This most famous reproduction of the First Photograph was based upon the March 1952 print, produced at Helmut Gernsheim's request by the Research Laboratory of the Eastman Kodak Company in Harrow. The pointillistic effect is due to the reproduction process and is not present in the original heliograph. Gernsheim himself spent eleven hours on March 20, 1952, touching up with watercolors one of the prints of the Kodak reproduction. His attempt was meant to bring the heliograph as close as possible to a positive representation of how he felt Niépce intended the original should appear. It is this version of the image which would become the accepted reproduction of the image for the next fifty years.
The view, made from an upper, rear window of the Niépce family home in Burgundy, in the village of Saint-Loup-de-Varennes near Chalon-sur-Saône. Representationally the subject matter includes [from left to right]: the upper loft (or, so-called "pigeon-house") of the family home; a pear tree with a patch of sky showing through an opening in the branches; the slanting roof of the barn, with the long roof and low chimney of the bake house behind it; and, on the right, another wing of the family house. Details in the original image are very faint, due not to fading—the heliographic process is a relatively permanent one—but rather to Niepce's underexposure of the original plate.
When Niépce left England in 1827, he gave his host and sponsor, Francis Bauer, FRS, many materials relating to his work, including the First Photograph. Bauer, ever the dutiful scientist and friend, added two important inscriptions on the paper backing of the original frame that held the piece:
L'Heliographie.
Les premiers résultats
obtenus Spontanément
par l'action de la lumiere.
Par Monsieur Niepce
De Chalon sur Saone.
1827.
Monsieur Niépce's first successful
experiment of fixing permanently
the Image from Nature.
Bauer also signed his name and address, Kew Green, at the bottom of this record. The denotation of the year of 1827 is generally accepted as Bauer's reference to the date of presentation and not as the year of Niépce's production of the plate. Helmut Gernsheim himself favored the 1826 date as the year of its creation.
Fifty years after its rediscovery by Helmut Gernsheim, Niépce's First Photograph received critical scientific diagnosis, when it traveled to the Getty Conservation Institute in California. For over two weeks in the summer of 2002, scientists and conservators at this prestigious facility subjected the artifact, its frame, and support materials to extensive and rigorous non-destructive testing. The result was a very complete scientific and technical analysis of the object, which in turn provided better criteria for its secure and permanent case design and presentation here in the lobby of the newly-renovated Ransom Center.
The plate also received extensive attention from the photographic technicians at the Institute, who spent a day and a half with the original heliograph in their photographic studios in order to record photographically and digitally all aspects of the plate. The object was documented under all manner of scientific lights, including infrared and ultraviolet spectra. In addition, the photographers also followed in the footsteps of the Kodak Labs a half century earlier and produced new color film and digital/electronic copies of the plate, in an attempt to reveal more of the unretouched image while still providing a sense of the complex physical state of the photograph.

——————

- **Tasks to complete**
1) From the First Photograph text, list every element of the view's subject matter, in left-to-right order.
2) Answer these questions from the First Photograph text:
(a) Which laboratory produced the March 1952 print?
(b) Which year did Helmut Gernsheim favor for the plate's creation?
(c) How long was the artifact tested at the Getty Conservation Institute in 2002?
3) In the First Photograph text, rename "Getty Conservation Institute" to "Getty Center" and reproduce the passage from "Fifty years after" to "newly-renovated Ransom Center.".

Stored items from a collection:

——————

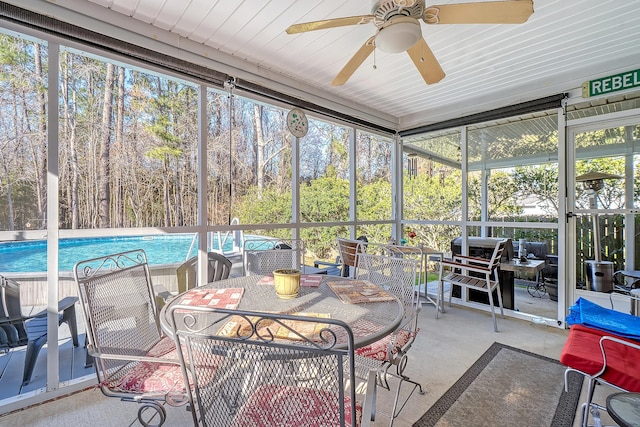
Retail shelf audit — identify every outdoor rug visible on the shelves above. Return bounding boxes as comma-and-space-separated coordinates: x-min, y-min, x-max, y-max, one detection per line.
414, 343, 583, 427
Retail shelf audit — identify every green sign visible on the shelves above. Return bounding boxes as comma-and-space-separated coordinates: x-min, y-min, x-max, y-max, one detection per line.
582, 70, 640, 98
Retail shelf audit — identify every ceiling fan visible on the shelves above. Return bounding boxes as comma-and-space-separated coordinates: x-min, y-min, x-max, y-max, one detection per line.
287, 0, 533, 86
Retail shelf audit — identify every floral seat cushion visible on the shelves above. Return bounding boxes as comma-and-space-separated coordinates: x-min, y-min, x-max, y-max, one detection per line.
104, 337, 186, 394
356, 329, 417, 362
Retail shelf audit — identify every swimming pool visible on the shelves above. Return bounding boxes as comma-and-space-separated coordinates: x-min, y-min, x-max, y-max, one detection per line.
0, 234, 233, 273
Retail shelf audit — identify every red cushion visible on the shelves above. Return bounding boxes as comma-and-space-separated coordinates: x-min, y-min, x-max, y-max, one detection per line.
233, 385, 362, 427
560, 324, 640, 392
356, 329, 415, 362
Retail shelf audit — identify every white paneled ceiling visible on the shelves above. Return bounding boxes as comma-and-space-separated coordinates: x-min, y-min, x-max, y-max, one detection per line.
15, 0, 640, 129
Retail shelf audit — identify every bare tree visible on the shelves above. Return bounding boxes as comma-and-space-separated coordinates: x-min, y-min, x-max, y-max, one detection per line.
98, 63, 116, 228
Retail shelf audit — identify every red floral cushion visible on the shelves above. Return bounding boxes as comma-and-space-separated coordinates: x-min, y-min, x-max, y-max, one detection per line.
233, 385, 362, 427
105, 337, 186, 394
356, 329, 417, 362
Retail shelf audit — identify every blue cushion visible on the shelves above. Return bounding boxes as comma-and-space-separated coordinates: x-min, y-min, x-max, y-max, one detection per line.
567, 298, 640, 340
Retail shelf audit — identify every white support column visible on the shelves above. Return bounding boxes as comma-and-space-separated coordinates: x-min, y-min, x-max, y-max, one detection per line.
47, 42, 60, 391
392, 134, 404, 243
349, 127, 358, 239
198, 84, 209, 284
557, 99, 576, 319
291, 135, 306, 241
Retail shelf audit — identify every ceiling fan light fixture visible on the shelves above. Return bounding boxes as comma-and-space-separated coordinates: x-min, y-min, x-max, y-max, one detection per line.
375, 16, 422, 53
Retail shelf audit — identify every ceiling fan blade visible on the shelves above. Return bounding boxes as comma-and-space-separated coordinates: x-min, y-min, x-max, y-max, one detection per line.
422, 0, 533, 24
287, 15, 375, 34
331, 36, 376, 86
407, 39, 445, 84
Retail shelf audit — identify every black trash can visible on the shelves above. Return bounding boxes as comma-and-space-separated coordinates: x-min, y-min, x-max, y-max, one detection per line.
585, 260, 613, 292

——————

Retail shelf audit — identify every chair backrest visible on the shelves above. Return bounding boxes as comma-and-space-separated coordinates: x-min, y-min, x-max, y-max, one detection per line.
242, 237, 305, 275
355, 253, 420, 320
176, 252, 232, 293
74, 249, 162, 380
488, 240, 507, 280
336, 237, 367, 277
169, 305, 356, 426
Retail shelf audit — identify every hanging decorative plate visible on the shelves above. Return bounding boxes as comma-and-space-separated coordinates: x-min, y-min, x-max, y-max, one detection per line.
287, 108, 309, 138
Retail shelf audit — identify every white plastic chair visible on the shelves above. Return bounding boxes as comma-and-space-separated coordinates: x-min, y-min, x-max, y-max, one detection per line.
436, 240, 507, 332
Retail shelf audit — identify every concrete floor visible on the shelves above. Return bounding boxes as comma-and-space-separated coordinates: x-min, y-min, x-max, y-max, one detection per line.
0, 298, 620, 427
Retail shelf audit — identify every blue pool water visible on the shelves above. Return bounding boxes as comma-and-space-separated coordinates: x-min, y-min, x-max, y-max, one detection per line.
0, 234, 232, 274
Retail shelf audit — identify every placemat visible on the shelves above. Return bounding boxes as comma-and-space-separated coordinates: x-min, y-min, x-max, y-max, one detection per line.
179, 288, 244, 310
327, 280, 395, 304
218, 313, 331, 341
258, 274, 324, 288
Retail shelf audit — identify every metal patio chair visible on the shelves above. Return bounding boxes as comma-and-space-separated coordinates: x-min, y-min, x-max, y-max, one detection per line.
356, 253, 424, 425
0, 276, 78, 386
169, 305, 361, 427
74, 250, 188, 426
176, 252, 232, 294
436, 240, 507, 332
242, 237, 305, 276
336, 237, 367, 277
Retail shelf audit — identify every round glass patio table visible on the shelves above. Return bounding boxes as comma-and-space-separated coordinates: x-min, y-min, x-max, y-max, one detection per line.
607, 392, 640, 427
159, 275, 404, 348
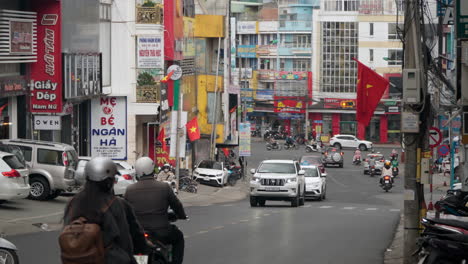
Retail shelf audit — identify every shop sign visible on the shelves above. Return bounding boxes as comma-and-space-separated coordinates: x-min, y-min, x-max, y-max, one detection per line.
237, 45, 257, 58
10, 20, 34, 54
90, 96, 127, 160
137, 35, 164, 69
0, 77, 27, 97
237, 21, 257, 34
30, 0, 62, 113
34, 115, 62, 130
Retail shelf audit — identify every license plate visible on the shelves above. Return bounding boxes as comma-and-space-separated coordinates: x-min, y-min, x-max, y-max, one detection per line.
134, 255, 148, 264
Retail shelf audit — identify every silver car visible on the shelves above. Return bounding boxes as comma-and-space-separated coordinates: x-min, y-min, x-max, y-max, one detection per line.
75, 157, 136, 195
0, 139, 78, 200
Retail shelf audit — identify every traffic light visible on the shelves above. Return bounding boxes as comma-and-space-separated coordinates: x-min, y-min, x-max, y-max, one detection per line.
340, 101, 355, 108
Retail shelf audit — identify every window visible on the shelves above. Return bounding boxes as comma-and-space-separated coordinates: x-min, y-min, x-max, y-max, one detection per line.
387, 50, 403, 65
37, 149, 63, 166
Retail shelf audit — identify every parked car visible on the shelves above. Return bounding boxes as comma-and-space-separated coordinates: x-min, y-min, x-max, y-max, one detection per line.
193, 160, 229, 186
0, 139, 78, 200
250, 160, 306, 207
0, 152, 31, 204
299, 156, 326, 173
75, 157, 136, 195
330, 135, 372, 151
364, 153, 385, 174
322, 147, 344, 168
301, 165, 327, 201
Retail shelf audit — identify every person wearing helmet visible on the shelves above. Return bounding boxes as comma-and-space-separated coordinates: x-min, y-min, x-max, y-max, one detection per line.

——————

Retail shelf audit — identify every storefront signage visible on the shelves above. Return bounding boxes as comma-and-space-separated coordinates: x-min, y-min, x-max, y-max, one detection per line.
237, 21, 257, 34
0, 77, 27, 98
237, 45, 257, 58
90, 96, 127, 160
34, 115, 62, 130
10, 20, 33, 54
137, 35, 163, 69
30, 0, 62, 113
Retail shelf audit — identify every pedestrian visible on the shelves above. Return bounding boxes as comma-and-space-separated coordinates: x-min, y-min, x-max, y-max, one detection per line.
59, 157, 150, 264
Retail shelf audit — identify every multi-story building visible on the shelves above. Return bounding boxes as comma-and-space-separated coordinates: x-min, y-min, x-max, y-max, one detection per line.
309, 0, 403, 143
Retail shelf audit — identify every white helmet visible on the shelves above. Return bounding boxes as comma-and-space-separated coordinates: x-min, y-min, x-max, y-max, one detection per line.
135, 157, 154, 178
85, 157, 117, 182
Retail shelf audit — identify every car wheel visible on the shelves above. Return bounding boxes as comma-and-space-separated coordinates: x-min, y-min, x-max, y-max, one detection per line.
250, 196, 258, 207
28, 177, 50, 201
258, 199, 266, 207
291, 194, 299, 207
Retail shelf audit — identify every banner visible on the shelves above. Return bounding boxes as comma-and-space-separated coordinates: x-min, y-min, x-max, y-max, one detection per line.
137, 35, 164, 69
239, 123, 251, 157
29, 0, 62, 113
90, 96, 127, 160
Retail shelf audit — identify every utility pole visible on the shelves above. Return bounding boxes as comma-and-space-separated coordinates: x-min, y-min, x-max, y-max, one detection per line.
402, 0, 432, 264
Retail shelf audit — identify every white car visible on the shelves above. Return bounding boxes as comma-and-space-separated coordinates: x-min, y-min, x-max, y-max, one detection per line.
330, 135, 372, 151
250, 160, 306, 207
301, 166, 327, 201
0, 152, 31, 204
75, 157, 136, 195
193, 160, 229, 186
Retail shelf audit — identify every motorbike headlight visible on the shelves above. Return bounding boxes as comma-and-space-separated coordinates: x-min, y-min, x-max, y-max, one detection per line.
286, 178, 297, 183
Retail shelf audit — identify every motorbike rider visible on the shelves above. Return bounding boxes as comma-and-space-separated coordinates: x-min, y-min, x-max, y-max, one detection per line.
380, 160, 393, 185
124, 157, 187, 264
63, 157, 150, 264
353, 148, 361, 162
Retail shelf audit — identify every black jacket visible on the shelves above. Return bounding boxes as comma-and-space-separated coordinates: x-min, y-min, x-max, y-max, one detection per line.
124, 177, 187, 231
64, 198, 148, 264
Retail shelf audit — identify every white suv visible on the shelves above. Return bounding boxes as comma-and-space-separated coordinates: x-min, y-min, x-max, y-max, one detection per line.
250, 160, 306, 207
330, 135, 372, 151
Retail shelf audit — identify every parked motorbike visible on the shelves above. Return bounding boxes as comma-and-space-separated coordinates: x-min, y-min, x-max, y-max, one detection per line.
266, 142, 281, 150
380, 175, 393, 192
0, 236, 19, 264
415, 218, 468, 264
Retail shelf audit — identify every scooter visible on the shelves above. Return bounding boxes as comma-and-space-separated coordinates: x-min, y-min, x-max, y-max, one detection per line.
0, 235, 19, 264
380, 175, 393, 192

——————

- **Answers provided**
1)
1. The upper loft (the so-called "pigeon-house") of the family home
2. A pear tree with a patch of sky showing through an opening in the branches
3. The slanting roof of the barn
4. The long roof and low chimney of the bake house behind the barn
5. Another wing of the family house, on the right

2)
(a) The Research Laboratory of the Eastman Kodak Company in Harrow
(b) 1826
(c) Over two weeks, in the summer of 2002

3)
Fifty years after its rediscovery by Helmut Gernsheim, Niépce's First Photograph received critical scientific diagnosis, when it traveled to the Getty Center in California. For over two weeks in the summer of 2002, scientists and conservators at this prestigious facility subjected the artifact, its frame, and support materials to extensive and rigorous non-destructive testing. The result was a very complete scientific and technical analysis of the object, which in turn provided better criteria for its secure and permanent case design and presentation here in the lobby of the newly-renovated Ransom Center.